--- Source document ---
The shelter-in-place restrictions issued in most states to contain the spread of Covid-19 have disrupted well-child medical visits and, for those lucky enough to have had access in the past, routine dental appointments, too. These visits are important for disease prevention, including dental disease, and they are opportunities for parents to learn about the risks of tooth decay and how to prevent it. Many children also receive applications of fluoride varnish on their teeth.
Yet good things can emerge from a crisis. As the pandemic endures, the oral health community should explore fresh approaches to promoting prevention in general and fluoride in particular. In a recent article for Health Affairs blog, health workforce experts at George Washington University (GWU) see promising new strategies gaining traction during this pandemic.
One strategy is to explore new approaches to expanding the number of people who can perform meaningful roles in providing care for or educating patients. Across the country, home visitors, community health workers and promotores have played key roles to educate families and reinforce healthy habits while maintaining social-distancing. Some oral health leaders are considering the ability of lay health workers, or even parents, to apply fluoride varnish to children’s teeth.
--- Data excerpts ---
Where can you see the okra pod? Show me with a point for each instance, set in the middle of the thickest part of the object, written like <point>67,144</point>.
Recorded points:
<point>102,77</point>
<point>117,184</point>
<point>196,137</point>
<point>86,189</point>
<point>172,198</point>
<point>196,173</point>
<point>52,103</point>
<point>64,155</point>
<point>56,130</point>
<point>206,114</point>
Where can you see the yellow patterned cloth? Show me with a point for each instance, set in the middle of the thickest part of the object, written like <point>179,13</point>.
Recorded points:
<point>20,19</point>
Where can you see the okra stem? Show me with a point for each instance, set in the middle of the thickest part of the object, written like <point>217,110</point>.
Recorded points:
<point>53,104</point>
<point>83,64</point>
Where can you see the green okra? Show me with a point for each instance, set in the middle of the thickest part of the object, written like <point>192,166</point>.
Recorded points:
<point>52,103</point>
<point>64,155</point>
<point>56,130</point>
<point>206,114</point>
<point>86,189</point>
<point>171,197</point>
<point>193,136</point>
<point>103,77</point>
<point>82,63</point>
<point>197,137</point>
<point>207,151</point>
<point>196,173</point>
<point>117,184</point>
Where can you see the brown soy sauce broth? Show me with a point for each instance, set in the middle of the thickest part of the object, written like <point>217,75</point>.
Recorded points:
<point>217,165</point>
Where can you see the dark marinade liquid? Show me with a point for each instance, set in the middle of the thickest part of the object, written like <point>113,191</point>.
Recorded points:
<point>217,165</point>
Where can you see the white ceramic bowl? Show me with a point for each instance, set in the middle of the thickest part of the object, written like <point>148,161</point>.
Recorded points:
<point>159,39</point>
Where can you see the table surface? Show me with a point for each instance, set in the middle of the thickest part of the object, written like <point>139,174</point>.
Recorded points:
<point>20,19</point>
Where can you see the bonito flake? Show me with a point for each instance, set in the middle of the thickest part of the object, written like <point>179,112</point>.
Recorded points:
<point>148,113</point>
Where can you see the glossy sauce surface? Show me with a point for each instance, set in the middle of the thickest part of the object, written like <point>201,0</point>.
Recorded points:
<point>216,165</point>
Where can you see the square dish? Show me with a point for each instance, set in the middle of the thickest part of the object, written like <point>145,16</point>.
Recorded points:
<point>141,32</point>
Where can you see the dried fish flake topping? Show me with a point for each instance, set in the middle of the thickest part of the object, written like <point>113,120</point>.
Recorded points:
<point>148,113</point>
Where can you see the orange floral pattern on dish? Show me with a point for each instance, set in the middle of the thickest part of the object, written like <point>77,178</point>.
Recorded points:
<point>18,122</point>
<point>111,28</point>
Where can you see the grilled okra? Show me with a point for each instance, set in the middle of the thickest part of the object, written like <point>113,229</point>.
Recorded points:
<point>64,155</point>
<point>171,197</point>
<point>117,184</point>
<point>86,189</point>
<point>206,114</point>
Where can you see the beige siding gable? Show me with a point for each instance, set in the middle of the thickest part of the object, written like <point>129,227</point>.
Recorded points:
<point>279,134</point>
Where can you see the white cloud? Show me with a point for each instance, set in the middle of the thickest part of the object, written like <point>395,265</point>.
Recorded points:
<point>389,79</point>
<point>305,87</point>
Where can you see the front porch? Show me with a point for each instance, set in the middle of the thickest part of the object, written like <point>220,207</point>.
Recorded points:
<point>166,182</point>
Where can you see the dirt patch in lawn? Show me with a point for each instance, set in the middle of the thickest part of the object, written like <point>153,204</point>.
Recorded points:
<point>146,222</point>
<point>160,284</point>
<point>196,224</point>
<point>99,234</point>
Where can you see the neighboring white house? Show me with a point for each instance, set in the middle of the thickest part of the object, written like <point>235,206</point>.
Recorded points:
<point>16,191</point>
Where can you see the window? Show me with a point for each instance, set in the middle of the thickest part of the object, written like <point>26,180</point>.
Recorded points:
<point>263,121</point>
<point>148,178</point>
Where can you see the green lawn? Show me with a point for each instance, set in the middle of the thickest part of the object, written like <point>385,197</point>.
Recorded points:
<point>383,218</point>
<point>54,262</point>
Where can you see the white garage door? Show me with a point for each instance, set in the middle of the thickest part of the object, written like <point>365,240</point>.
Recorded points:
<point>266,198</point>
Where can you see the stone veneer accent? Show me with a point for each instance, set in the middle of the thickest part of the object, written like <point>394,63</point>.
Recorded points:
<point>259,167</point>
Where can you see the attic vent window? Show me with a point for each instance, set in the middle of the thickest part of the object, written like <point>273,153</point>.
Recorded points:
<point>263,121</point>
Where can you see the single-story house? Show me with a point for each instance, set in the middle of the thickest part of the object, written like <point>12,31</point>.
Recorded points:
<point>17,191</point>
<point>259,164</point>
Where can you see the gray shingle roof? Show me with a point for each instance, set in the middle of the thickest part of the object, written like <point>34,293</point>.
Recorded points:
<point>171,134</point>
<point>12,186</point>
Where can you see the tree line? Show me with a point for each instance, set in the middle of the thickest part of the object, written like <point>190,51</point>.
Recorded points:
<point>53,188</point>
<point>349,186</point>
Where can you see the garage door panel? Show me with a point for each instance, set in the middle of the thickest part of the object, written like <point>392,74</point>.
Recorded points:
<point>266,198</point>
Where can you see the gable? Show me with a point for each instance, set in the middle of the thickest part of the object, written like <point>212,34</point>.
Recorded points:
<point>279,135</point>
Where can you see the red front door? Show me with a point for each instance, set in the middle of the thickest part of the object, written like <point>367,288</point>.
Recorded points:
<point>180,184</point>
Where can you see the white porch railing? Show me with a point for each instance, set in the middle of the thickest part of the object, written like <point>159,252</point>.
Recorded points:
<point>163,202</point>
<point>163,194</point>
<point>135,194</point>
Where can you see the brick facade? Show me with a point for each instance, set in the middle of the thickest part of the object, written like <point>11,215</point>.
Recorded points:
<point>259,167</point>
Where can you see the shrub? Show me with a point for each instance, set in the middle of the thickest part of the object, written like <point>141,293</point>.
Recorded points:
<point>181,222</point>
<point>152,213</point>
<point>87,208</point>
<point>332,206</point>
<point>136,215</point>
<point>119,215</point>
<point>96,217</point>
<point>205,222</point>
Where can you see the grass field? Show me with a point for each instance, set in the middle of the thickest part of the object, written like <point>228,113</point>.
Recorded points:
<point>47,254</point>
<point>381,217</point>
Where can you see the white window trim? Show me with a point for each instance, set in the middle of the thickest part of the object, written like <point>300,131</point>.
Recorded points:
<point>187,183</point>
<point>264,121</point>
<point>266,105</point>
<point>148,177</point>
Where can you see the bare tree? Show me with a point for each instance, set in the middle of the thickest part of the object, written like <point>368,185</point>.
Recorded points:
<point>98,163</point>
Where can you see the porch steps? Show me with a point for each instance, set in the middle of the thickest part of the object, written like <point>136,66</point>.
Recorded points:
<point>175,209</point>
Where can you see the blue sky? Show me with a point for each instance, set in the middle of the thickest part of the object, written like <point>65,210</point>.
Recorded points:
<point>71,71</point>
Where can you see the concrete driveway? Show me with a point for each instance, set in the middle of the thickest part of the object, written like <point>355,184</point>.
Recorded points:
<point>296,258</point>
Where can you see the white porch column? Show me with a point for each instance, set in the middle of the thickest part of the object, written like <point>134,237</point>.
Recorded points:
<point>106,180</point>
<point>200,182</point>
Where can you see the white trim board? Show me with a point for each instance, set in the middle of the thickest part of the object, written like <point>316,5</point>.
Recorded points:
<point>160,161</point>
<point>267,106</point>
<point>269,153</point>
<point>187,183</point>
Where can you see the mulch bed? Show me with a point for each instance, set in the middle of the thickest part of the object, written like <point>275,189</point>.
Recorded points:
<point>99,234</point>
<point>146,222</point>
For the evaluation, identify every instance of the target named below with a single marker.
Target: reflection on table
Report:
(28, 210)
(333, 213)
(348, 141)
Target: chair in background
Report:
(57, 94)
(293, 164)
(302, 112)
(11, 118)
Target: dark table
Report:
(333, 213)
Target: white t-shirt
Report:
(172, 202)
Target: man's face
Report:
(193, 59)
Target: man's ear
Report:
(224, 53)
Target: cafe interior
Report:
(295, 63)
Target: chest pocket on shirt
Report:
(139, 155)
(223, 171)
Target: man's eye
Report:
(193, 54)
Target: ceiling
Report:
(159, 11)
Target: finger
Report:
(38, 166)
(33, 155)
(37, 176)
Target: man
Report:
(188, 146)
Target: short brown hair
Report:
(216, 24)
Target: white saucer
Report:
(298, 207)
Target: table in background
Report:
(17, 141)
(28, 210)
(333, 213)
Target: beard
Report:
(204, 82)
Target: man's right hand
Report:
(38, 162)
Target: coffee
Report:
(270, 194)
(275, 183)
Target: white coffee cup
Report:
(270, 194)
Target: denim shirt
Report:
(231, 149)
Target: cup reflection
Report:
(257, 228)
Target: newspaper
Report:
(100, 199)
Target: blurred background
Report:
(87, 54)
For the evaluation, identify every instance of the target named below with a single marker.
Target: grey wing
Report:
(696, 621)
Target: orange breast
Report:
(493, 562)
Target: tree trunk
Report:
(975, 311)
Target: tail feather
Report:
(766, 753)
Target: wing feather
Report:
---
== Exercises ==
[A] For the Covid-19 oral health passage, state whether each claim agrees with it, answering yes or no and quoting the words that decide it: (i) shelter-in-place restrictions have disrupted well-child medical visits; (ii) the George Washington University experts published their views in a peer-reviewed journal; (iii) some oral health leaders are considering whether parents could apply fluoride varnish to children's teeth.
[B] Answer from the Covid-19 oral health passage:
(i) At which university are the health workforce experts based?
(ii) What do many children have applied to their teeth?
(iii) Which groups have educated families while maintaining social distancing?
[C] Proceed with the Covid-19 oral health passage, picking up after its final sentence.
The data is not needed for this work.

== Responses per task ==
[A]
(i) Yes: "The shelter-in-place restrictions issued in most states to contain the spread of Covid-19 have disrupted well-child medical visits"
(ii) No: "In a recent article for Health Affairs blog"
(iii) Yes: "Some oral health leaders are considering the ability of lay health workers, or even parents, to apply fluoride varnish to children’s teeth."

[B]
(i) George Washington University (GWU)
(ii) Fluoride varnish
(iii) Home visitors, community health workers and promotores

[C]
Another promising strategy is telehealth technology. Telehealth can prevent a crisis like Covid-19 from completely blocking oral health care and education. Besides facilitating a remote patient-dental provider consultation, telehealth models can raise awareness and help people monitor conditions affecting their risk of tooth decay. Web-based apps and other telehealth tools can be harnessed to discuss daily routines and promote healthy habits, such as encouraging parents to choose tap water — which is typically fluoridated to prevent tooth decay — over sugary drinks.
For many years there have been programs that use texting to educate women during pregnancy. This mode of communication could be leveraged by oral health advocates to offer positive oral health-related messages to families. This could help ensure that more parents are brushing the teeth of their young children twice daily using the recommended amount of fluoride toothpaste.
As Covid-19 continues to test our resilience, this crisis reminds us of the need to regularly explore new vehicles and new stakeholders whom we might enlist to help educate families about oral health prevention.